Instructions.
• 1. Translate into French the following sentence from the passage on economic zone investment policy: "Investors said the government can’t deny facilities that were promised earlier."
• 2. From the passage on economic zone investment policy below, reproduce verbatim the portion that begins with the words "Need to be mentioned" and ends with the words "returning from abroad.".

Over two dozen local conglomerates which invested in the GEZs in a letter to Prime Minister’s Office sought her intervention to remove a set of obstacles in the new budget which include limiting access to bank loans and uncertainty over continuation of many existing privileges. They have demanded simplification of loan procedures for industrial units in EPZs areas.
The government is now setting up 100 economic zones across the country and local and international investors said the change in tax policies will unexpectedly increase investment cost. They have also cast doubt on whether they can enjoy tax holiday as provided for industrial units regardless of type of products manufactured in GEZs areas.  
Need to be mentioned that a section of bureaucrats are misleading the government giving wrong advice on such sensitive issues to be on good book of the policy makers. The policy makers are also stepping into the wrong path not fully aware of its negative impact on rapid industrialization of the country which is so important to create jobs for millions entering into the job markets and returning from abroad.
Investors said the government can’t deny facilities that were promised earlier. They have therefore rightly urged the government not to withdraw any incentive or impose any additional direct and indirect tax on investment after they decided to invest based on declared incentives. It’s a breach of confidence. Most important why the government takes such decision keeping the stakeholders in the dark is not clear. Such unpredictable policy shift may also discourage multinationals companies from coming into Bangladesh as they are now shifting investment from China to many countries in the region.
The FBCCI, the apex body of the country’s trade and industries has rightly demanded transparent, predictable and consistent policies to promote investment. We also want to say that sudden shift in policies is unacceptable which will only harm the country’s industrialization process.

Entries shown.

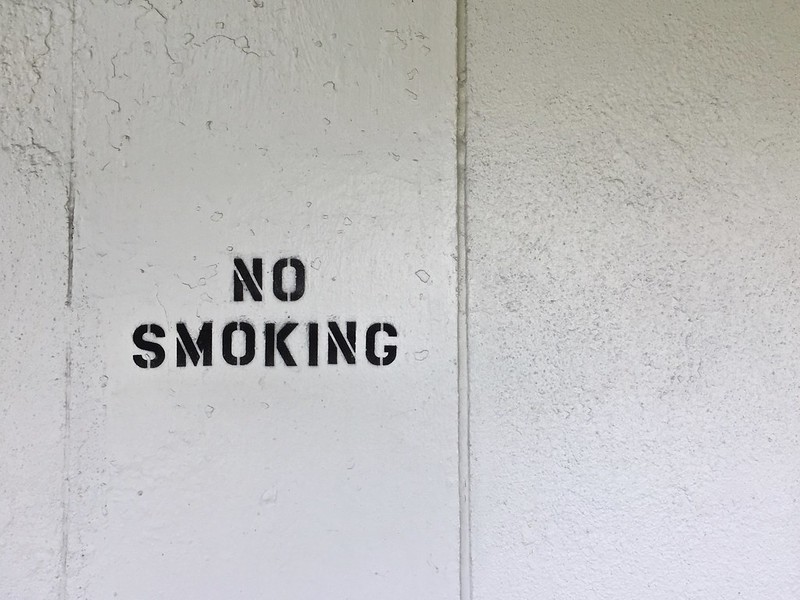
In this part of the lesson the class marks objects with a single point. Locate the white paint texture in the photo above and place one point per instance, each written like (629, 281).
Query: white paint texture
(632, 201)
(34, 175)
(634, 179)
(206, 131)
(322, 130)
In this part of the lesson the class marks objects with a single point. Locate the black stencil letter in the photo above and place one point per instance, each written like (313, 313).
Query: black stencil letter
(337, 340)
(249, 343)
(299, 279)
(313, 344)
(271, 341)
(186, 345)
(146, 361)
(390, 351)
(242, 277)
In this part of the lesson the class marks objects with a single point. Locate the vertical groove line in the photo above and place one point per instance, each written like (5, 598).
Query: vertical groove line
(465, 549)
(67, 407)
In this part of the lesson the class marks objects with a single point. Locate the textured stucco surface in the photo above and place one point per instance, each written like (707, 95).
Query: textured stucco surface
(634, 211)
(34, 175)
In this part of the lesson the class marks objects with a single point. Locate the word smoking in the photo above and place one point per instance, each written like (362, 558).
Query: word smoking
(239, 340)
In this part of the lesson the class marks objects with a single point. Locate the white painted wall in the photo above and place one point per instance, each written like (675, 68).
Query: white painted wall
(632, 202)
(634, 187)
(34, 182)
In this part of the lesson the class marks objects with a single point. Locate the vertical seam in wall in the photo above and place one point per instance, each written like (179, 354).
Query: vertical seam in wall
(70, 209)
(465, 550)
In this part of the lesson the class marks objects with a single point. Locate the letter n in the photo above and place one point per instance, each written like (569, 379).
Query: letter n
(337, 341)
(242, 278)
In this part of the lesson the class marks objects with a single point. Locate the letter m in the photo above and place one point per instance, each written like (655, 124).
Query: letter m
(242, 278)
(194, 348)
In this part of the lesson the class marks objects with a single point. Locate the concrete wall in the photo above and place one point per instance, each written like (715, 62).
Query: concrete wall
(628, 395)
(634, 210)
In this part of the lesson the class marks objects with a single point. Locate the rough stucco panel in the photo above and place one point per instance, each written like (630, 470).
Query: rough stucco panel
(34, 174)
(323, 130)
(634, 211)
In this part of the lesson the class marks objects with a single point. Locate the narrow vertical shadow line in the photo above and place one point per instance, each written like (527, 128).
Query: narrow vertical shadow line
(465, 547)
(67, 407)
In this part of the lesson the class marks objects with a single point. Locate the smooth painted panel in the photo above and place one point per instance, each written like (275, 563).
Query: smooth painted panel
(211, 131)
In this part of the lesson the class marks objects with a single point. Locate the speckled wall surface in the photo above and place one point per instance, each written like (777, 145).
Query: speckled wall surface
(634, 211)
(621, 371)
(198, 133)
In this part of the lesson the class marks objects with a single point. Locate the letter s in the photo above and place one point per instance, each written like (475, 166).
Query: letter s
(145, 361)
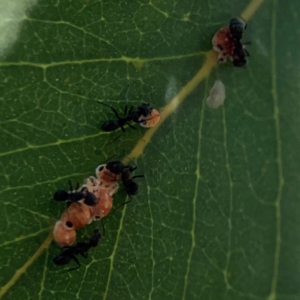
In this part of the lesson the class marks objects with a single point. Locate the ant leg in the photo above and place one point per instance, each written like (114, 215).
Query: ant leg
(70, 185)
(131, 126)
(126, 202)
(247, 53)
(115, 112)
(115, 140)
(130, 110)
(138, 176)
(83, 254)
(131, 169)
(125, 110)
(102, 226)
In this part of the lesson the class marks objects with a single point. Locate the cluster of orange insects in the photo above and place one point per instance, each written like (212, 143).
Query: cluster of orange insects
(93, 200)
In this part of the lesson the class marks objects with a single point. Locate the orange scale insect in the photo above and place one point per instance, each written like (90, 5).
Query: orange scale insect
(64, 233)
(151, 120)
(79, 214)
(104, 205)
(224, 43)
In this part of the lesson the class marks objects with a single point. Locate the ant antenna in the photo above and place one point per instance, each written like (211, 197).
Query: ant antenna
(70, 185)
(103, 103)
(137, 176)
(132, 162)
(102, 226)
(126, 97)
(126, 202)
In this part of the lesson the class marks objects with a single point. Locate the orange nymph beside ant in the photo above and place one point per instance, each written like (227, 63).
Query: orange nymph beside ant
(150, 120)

...

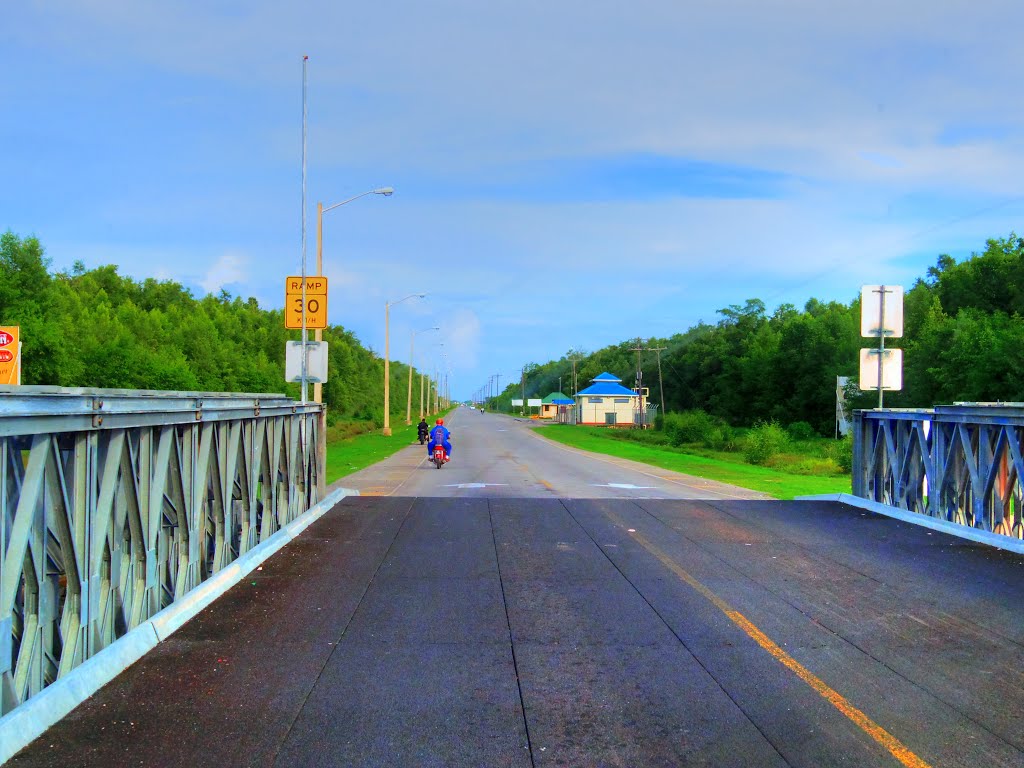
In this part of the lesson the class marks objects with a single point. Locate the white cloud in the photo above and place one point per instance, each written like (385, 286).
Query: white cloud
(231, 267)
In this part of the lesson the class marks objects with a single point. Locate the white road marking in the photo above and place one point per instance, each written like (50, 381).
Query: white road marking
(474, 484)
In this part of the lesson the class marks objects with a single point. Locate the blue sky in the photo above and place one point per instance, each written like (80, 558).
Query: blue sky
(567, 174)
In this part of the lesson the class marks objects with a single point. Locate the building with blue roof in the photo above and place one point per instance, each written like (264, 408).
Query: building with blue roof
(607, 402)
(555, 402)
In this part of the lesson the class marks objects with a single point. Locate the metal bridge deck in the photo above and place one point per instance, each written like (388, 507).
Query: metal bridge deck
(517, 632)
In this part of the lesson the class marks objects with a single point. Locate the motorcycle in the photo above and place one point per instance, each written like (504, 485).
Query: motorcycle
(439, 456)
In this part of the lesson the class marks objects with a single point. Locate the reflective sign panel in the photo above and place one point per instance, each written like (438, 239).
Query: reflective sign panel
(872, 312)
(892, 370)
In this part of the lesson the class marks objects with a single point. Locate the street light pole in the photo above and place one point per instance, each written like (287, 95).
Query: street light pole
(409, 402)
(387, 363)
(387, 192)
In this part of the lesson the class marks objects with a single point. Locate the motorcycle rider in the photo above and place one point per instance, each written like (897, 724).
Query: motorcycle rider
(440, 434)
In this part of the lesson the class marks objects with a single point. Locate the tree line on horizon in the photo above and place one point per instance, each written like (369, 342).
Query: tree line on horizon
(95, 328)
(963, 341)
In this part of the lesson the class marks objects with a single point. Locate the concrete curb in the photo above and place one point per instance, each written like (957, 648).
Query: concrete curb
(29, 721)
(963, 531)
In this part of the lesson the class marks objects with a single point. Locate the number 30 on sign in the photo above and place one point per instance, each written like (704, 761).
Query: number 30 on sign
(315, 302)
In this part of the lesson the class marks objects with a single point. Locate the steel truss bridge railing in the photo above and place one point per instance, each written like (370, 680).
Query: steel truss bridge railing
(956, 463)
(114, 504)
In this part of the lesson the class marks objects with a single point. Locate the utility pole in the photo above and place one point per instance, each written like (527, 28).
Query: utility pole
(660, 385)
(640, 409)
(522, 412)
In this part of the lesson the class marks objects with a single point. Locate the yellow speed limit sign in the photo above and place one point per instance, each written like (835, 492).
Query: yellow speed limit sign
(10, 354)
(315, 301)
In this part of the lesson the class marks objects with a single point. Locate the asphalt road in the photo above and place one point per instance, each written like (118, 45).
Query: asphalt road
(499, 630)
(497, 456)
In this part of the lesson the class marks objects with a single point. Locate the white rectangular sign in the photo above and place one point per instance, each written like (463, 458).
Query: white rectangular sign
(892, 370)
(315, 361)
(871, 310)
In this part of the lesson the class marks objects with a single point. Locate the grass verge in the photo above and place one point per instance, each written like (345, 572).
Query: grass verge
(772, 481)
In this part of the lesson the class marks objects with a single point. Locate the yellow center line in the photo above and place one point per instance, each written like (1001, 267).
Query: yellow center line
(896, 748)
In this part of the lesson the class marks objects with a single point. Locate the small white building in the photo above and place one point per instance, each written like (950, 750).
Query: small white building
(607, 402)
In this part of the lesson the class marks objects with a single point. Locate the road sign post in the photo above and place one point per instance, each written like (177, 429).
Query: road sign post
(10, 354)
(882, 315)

The solutions.
• 1. Les investisseurs ont déclaré que le gouvernement ne peut pas refuser les facilités qui avaient été promises auparavant.

• 2.
Need to be mentioned that a section of bureaucrats are misleading the government giving wrong advice on such sensitive issues to be on good book of the policy makers. The policy makers are also stepping into the wrong path not fully aware of its negative impact on rapid industrialization of the country which is so important to create jobs for millions entering into the job markets and returning from abroad.